What is required:
Repeat exactly the line that includes "Where can you find the blue sky" and all lines after it, ending with the last line of the listing below.
※
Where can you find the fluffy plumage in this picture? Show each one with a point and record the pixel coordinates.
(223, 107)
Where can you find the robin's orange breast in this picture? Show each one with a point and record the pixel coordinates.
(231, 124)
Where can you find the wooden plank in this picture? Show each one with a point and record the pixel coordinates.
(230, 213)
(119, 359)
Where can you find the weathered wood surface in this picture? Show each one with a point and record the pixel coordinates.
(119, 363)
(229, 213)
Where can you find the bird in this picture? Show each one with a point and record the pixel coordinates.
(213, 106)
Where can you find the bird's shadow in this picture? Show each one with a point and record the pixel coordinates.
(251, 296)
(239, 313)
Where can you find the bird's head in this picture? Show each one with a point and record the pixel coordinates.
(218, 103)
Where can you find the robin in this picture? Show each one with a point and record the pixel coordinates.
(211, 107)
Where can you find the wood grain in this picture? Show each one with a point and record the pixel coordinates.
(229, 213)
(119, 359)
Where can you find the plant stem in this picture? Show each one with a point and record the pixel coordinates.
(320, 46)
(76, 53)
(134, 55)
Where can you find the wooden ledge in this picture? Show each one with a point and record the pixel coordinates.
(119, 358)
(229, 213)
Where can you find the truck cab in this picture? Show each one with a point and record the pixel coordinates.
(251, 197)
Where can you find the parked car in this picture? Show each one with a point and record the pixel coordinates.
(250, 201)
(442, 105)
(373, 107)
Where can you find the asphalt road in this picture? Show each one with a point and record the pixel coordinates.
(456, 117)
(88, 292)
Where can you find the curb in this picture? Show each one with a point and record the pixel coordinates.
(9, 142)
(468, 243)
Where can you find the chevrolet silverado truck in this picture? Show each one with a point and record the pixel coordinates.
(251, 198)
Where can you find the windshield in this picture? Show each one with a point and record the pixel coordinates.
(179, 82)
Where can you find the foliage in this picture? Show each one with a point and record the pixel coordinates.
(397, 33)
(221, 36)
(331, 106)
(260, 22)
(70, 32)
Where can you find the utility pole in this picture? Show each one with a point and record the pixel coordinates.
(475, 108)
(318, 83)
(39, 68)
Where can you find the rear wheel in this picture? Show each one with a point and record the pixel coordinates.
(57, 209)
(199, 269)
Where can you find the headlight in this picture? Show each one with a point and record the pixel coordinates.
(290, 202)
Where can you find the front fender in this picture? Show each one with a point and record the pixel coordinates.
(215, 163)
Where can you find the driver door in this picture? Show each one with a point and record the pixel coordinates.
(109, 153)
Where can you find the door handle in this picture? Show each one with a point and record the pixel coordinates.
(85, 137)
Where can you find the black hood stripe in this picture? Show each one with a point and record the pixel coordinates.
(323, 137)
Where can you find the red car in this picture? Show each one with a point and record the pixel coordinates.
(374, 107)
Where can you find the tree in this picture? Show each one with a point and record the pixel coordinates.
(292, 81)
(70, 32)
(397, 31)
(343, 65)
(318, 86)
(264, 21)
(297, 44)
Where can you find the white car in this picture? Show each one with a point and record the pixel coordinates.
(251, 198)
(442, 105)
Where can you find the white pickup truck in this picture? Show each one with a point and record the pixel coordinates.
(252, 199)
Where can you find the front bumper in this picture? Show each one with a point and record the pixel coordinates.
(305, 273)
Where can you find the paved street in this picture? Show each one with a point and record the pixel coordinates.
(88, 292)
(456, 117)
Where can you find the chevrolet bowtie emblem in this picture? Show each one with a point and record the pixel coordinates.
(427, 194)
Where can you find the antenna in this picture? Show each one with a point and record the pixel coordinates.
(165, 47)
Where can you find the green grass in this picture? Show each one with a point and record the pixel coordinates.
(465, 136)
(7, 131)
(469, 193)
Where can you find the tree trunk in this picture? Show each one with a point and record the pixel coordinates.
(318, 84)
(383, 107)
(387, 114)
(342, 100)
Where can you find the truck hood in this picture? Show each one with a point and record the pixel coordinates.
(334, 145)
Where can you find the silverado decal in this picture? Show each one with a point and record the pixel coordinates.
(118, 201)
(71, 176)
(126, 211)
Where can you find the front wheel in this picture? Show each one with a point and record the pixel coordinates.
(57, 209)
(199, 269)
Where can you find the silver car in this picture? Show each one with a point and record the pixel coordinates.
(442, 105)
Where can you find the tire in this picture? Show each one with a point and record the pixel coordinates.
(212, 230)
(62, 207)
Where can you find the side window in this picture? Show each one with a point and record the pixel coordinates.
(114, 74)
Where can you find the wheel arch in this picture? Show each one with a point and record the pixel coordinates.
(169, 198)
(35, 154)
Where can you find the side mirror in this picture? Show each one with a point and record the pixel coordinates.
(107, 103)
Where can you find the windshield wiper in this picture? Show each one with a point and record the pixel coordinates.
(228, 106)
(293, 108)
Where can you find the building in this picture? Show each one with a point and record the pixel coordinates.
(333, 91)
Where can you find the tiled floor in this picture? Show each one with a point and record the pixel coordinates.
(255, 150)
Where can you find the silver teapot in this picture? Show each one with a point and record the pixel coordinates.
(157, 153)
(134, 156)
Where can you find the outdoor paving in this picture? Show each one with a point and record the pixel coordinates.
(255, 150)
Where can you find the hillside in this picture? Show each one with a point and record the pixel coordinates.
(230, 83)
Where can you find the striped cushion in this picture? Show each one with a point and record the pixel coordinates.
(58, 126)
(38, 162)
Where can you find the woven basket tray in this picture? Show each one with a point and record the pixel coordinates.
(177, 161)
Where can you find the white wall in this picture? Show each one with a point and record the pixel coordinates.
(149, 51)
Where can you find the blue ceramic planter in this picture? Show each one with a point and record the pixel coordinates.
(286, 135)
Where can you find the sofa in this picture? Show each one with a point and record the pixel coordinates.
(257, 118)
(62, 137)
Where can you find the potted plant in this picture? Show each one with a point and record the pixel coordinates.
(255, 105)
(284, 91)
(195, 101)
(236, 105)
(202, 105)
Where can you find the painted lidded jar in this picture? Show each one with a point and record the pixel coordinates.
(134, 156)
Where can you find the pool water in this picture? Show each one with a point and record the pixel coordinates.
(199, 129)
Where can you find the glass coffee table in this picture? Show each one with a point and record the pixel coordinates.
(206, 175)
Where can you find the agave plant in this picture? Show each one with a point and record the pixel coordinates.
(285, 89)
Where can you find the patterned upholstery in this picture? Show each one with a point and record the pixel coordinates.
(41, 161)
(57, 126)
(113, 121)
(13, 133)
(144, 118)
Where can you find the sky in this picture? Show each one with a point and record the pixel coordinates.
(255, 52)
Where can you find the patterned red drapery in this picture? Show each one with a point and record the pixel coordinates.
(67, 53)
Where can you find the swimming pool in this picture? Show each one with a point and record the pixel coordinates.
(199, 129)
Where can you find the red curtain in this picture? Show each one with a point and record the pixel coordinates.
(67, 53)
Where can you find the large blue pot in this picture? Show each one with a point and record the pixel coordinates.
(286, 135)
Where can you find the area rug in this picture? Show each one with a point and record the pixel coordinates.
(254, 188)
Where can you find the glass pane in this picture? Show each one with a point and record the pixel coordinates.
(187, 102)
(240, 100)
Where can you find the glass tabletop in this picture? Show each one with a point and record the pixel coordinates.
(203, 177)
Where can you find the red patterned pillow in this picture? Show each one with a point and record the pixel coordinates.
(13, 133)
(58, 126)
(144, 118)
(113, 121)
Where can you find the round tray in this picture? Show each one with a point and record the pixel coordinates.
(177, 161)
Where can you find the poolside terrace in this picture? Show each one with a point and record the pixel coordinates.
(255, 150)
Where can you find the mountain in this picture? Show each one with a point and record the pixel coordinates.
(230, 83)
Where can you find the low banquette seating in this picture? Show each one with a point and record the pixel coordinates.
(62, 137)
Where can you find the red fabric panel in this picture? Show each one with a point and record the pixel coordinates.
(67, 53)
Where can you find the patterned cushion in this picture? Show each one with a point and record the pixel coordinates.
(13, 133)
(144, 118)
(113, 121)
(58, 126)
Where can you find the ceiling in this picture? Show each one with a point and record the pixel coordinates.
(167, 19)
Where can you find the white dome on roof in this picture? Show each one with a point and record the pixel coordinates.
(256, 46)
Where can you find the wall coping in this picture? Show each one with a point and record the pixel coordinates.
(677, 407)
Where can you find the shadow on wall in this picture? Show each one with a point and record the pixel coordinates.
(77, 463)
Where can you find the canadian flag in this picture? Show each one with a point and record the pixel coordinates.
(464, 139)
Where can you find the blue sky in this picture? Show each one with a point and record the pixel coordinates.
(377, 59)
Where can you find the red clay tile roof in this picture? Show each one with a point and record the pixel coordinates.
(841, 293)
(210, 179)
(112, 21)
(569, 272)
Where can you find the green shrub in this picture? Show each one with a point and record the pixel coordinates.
※
Final answer:
Where can you find the blue sky in this picture? Show each one with a point and record the pixel coordinates.
(377, 59)
Where can you find the red clay tile roof in this picture? Show each one with a point and record the pixel coordinates.
(841, 293)
(210, 179)
(112, 21)
(569, 272)
Where can you find the green shrub in this picture? Show each one with a point and record the pixel coordinates.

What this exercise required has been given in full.